> What is required: Copy out every line exactly, passing over the pictures.

> Data provided:
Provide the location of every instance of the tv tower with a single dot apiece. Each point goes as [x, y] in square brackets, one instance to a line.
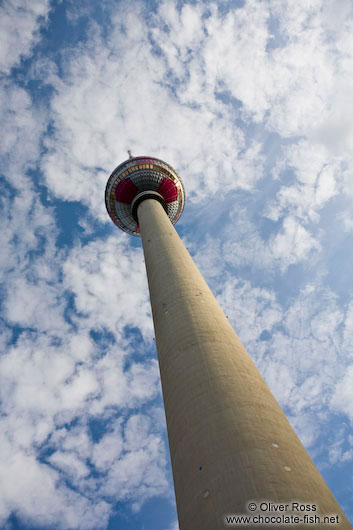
[232, 448]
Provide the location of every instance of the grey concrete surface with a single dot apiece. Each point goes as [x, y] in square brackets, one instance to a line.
[230, 442]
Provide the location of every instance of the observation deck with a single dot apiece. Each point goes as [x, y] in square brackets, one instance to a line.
[137, 179]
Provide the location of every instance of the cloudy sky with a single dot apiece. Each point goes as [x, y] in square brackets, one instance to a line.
[251, 102]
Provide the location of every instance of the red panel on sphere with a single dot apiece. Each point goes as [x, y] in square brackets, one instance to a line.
[168, 190]
[125, 191]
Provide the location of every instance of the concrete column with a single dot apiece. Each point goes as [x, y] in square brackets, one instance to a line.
[230, 442]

> Exercise result:
Provide the location of every instance of the tv tower with a single dot apiece. Each point goes as [x, y] in square brackets, one instance to a line.
[232, 448]
Provide the location of every instance of the grey concrete surface with a single dot apiece. Each point goes as [x, y] in square brackets, one instance to a line.
[230, 442]
Provide the location of every instance of the observation deck with a single dot apiece. Each point goes as [x, y] in square brackets, one instance to a line.
[137, 179]
Provide the location of every instance of the cloudy sky with a single dot apiece. Each point goes as [x, y] in square brackets, one instance to a line.
[251, 102]
Provide the location of every instance of the red panel on sphere with a single dot apiece. Each point goes as [x, y] in square brackets, one instance to a line.
[168, 190]
[125, 191]
Provide the location of every instance of the concrete column with a single dot apiece. Each point goes as [x, y] in square brackets, one instance to a line.
[230, 442]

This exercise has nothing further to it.